REQUIREMENT:
Reproduce the closing part of the entries exactly: the line with "Query: white table cloth" and all lines after it, ending with the last line, and nothing else.

DATA EXTRACTS:
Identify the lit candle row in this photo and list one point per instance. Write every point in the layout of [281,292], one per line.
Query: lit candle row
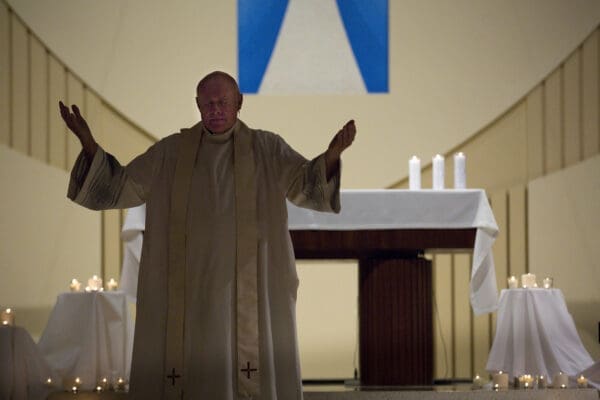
[527,381]
[73,385]
[94,285]
[460,175]
[529,281]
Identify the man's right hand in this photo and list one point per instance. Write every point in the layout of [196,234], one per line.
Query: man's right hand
[77,124]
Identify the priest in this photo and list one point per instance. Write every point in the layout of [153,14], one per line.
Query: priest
[217,282]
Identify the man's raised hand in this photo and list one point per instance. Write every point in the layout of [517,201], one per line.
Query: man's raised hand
[77,124]
[340,142]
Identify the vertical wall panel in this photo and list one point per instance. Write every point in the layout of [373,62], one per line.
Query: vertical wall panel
[591,95]
[535,132]
[481,343]
[517,226]
[39,100]
[19,86]
[443,359]
[553,122]
[499,203]
[572,109]
[111,222]
[57,130]
[5,107]
[462,315]
[74,96]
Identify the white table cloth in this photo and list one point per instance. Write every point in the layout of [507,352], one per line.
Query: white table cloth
[89,335]
[535,334]
[23,369]
[418,209]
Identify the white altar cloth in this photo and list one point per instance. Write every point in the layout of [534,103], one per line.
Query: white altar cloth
[23,369]
[90,336]
[535,334]
[418,209]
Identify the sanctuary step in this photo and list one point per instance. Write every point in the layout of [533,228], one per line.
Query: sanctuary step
[547,394]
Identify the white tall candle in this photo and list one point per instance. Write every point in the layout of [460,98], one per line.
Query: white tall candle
[414,173]
[438,172]
[460,173]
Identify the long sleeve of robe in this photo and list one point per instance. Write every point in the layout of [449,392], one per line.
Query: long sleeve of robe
[210,348]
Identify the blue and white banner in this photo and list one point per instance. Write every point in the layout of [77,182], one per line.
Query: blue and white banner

REPLY TO THE EXERCISE:
Query: white table cloth
[89,335]
[535,334]
[23,369]
[418,209]
Identify the white altar cloth in this photo and list one point per instance. Write every point in the layout of [534,103], one per line.
Query: white altar cloth
[23,369]
[90,336]
[535,334]
[418,209]
Identify the sanctuary step in this photo and list one point per instance. Write every point in the layout of [533,228], one per line.
Query: sanctuary step
[547,394]
Identify the white tall candle in this photo and list one point per instance. Write every point in the layout of [460,98], one per line.
Query: white tall candle
[414,173]
[438,172]
[460,173]
Identify the long sleeve of robe in this photo and list one point per instance. Write every point in the layout of [449,392], one per line.
Query: long sleeve of robe
[210,348]
Identify the blue and white banner in this photo and list one point per instance. Write every point in the layout of [77,182], one per line.
Query: blue and white banner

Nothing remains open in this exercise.